• SOURCE PASSAGE:
The Centers for Disease Control released their annual report on the state of health in the United States Wednesday—the full report is nearly 600 pages long, but a few things immediately jumped out. Here's what's happening around the country:
- In homes where the head of household doesn't hold at least a high school diploma, nearly a quarter of children ages 2-19 in the house are obese. In homes with a bachelor's degree-holding parent, only about 10 percent of children are obese.
- Just 9 percent of people with a bachelor's degree are smokers. Nearly a third of people with a high school diploma or less are smokers. Overall, smoking rates declined in adults from 21 percent to 19 percent between 2009 and 2010.
- People who have a bachelor's degree or higher can expect to live, on average, about 9 years longer than people who don't have a high school diploma.
- The overall life expectancy increased from 76.8 years in 2000 to 78.1 years in 2008.
- The good news: between 2000 and 2008, the death rates from heart disease (26 percent change), cancer (12 percent change), stroke (33 percent change), and diabetes (12 percent change) declined. The death rate from unintentional injuries increased 10 percent.

• INFORMATION GIVEN:
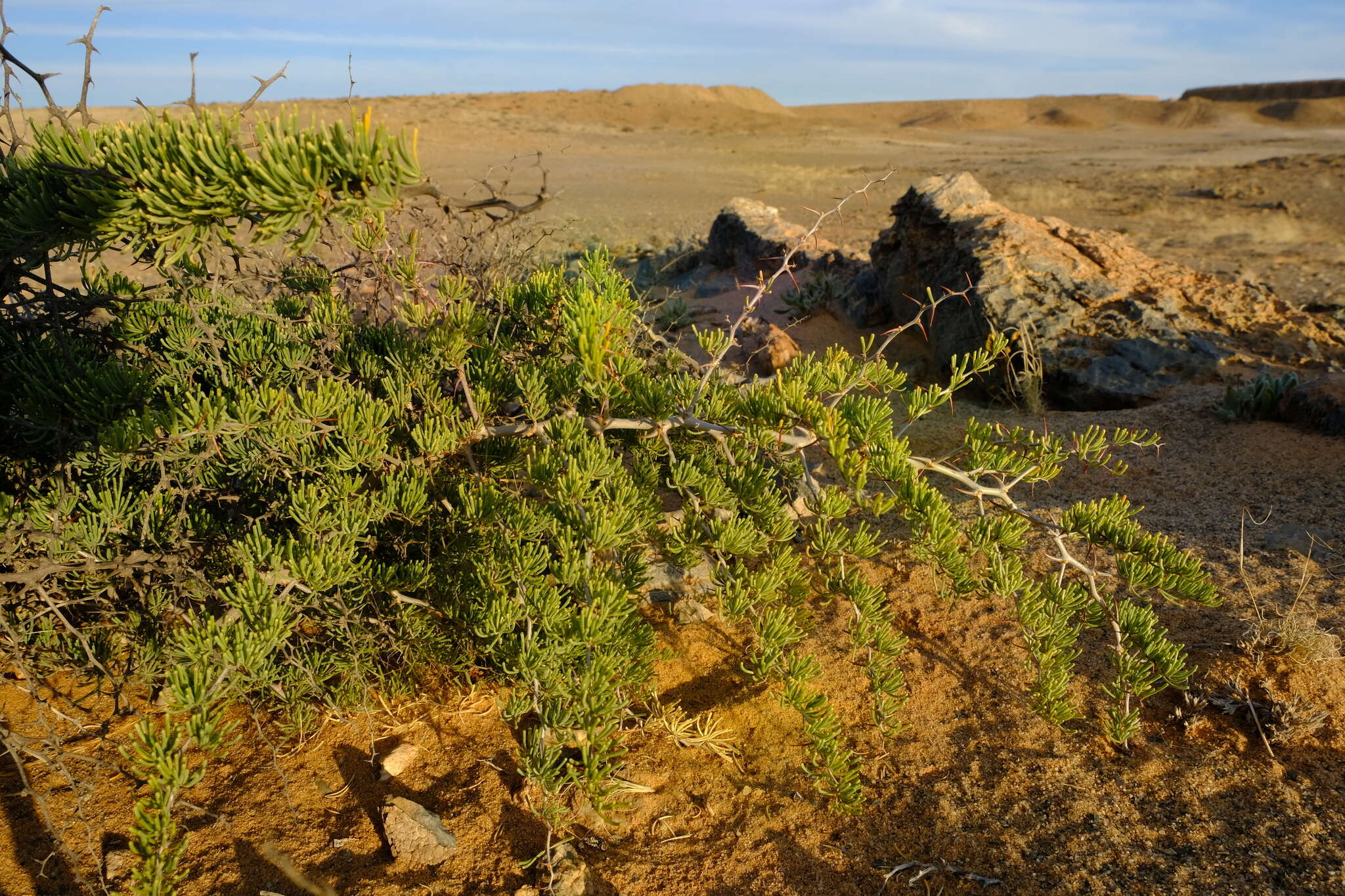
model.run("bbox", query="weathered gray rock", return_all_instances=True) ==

--

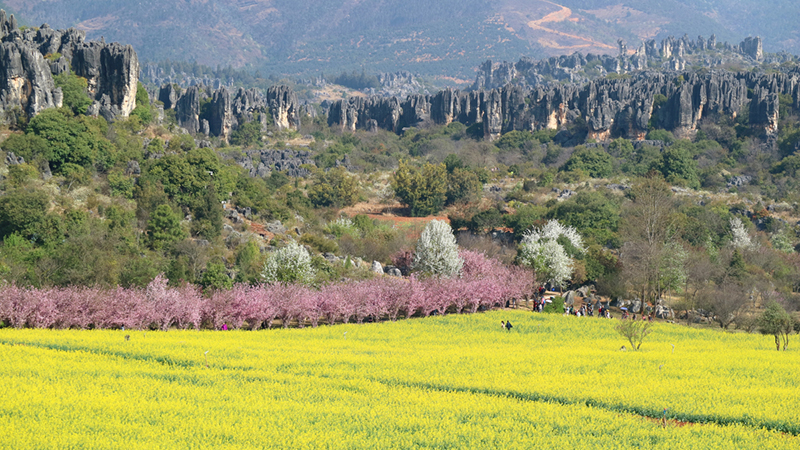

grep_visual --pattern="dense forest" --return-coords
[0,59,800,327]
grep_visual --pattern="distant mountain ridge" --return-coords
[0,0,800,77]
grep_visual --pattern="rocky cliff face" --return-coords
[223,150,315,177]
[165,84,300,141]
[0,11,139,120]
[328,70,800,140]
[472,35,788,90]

• PROMPT 1: In the CDC report summary, what was the overall U.S. life expectancy in 2008?
• PROMPT 2: Copy the CDC report summary from "- Just 9 percent" to "2009 and 2010.".
• PROMPT 3: How might the CDC report summary go on? Write what follows its final sentence.

• TASK RESPONSE 1: 78.1 years.

• TASK RESPONSE 2:
- Just 9 percent of people with a bachelor's degree are smokers. Nearly a third of people with a high school diploma or less are smokers. Overall, smoking rates declined in adults from 21 percent to 19 percent between 2009 and 2010.

• TASK RESPONSE 3:
- The obesity rate increased from 33.9 percent in 2008 to 35.9 percent in 2010. Obesity rates for children between the ages of 6 and 11 declined from 19.6 to 18 percent during the same time period.
- A quarter of people between the ages of 18 and 44 haven't been to the doctor in the last year.
- Nearly 1-in-5 people (18.2 percent) under the age of 65 was uninsured in 2010, a four percent increase from 2009.
- More than a quarter of people (27.1 percent) between the ages of 18 and 44 were uninsured in 2010, a 5 percent increase from 2009.
- About 15 percent of people said they have delayed medical care due to cost over the past year.
- The number of children on Medicaid increased from 20 percent in 2000 to 36 percent in 2010. During the same time, the percentage of children who had private health insurance declined from 67 percent to 54 percent.